> [RECORD EXCERPTS]
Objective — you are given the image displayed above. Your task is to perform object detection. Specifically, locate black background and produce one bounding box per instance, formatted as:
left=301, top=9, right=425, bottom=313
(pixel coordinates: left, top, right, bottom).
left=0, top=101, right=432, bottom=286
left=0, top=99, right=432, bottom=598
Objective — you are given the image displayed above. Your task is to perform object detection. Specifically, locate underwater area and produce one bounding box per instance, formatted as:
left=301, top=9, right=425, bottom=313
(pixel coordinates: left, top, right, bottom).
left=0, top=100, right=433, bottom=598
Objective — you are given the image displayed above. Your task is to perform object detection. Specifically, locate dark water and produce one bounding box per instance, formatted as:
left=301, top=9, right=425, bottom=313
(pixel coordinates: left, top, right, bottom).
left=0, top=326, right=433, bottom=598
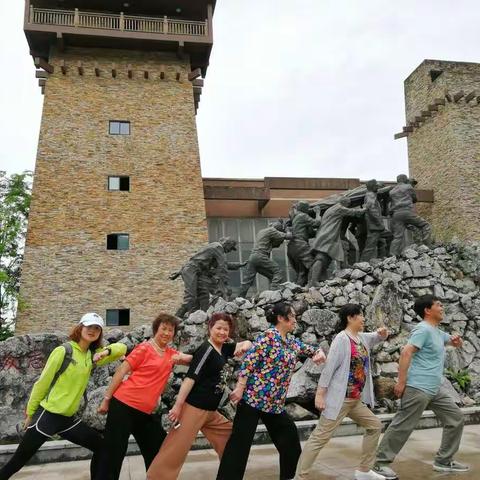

> [WHAT IS EXPECTED] Present the records as a Markdown table with the columns Row and Line. Include only the lines from the one containing "Specifically, locate dark" through the end of the records, inclusive, skip blank lines, and leave the pictures out.

> [WORKED SOLUTION]
| Row | Line |
|---|---|
| 1 | Objective — you are given the image displayed above. Your task is to perform object detection. Specifically, locate dark water and produce one bounding box per instance, formatted as: |
| 2 | left=301, top=9, right=425, bottom=313 |
| 3 | (pixel coordinates: left, top, right, bottom). |
| 4 | left=0, top=326, right=433, bottom=598 |